Provide more information to the user
- remove abbreviations and use "longer names" in logs
- enable progress bar for evaluation by default
- enable asynchronized env by default
- add readme intro for resuming training
Perhaps you can also print the config at the beginning of training/eval.
Currently you are using hydra and different config files may override each other. Sometimes a user may not remember the setting in another config file, or not know his/her config is override by another config file.
Simply printing all configs at the beginning of a training/eval process can solve this problem, like what they did for mmengine.

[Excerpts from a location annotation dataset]
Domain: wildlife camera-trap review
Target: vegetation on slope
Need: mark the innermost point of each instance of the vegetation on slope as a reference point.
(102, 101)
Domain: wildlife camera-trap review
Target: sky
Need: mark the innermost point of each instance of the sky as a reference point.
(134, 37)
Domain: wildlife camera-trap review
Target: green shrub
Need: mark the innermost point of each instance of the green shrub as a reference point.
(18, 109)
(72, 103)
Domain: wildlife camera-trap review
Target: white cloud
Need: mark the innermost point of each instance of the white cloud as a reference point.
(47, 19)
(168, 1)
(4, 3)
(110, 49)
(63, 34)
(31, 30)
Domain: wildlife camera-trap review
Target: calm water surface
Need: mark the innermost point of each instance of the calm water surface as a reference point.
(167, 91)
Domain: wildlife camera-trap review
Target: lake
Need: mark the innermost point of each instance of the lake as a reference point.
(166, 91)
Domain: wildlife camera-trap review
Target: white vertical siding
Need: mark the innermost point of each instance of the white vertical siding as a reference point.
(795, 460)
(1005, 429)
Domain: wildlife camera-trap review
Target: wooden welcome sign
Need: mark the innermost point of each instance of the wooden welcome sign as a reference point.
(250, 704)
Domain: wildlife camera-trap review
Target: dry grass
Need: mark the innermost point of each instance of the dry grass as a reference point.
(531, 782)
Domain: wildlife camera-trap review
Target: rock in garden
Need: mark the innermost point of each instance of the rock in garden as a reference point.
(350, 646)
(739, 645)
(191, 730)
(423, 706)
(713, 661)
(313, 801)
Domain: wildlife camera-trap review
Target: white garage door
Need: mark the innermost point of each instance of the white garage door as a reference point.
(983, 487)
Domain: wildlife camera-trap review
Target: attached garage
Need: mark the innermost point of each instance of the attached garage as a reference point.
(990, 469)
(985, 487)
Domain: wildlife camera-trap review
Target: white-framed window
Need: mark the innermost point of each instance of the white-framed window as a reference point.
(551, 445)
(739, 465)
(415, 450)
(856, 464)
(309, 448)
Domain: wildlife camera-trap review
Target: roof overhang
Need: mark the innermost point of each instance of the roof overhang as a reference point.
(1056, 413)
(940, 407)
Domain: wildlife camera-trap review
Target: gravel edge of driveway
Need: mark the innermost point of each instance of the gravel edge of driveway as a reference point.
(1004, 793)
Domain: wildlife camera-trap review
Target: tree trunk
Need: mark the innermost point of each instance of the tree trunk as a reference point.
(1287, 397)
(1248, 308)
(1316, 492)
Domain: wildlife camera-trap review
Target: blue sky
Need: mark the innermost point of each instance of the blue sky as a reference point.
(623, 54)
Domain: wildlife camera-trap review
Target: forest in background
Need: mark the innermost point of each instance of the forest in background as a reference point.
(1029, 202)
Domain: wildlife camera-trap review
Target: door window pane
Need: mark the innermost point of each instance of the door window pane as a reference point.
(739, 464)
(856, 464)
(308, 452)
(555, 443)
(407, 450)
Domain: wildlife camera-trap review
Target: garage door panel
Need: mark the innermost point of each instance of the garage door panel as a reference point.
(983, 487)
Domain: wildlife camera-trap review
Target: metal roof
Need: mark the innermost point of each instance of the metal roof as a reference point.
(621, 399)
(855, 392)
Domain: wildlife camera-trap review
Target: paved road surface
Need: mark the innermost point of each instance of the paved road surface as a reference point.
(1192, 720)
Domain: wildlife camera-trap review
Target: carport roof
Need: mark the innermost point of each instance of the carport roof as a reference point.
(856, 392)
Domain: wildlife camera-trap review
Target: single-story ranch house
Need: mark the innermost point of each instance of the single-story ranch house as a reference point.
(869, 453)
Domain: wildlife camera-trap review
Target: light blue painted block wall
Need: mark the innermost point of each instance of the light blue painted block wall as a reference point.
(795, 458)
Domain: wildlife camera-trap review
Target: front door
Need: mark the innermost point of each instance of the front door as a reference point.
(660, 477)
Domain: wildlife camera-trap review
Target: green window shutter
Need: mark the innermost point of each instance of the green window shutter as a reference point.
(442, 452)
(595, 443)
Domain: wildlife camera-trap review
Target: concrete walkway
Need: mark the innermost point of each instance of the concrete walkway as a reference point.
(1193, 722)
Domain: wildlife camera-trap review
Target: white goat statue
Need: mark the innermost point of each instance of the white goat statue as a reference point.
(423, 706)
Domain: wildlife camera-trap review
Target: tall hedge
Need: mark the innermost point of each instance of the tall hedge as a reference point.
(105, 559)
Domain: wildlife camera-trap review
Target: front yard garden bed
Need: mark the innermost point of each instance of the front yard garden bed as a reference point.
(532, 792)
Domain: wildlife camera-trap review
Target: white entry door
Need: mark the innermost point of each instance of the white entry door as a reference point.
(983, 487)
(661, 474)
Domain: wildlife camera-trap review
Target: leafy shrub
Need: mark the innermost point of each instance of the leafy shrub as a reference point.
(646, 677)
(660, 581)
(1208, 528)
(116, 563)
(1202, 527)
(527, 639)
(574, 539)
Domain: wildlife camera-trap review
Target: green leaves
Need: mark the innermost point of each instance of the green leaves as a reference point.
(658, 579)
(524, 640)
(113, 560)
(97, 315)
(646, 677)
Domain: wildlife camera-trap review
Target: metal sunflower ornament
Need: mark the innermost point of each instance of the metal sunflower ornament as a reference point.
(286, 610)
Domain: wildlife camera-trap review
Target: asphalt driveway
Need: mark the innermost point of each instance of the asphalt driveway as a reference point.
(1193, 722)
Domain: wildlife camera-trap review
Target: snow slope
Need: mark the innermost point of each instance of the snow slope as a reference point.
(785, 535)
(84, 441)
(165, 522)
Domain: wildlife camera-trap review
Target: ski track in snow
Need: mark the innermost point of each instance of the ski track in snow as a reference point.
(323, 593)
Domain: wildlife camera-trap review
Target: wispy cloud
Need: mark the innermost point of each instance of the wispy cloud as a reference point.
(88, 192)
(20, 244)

- **Exercise directions**
Quote the part of the forum post that opens with the words containing "Provide more information" and closes with "beginning of training/eval.". The records are separate from the forum post.

- **Answer to this task**
Provide more information to the user
- remove abbreviations and use "longer names" in logs
- enable progress bar for evaluation by default
- enable asynchronized env by default
- add readme intro for resuming training
Perhaps you can also print the config at the beginning of training/eval.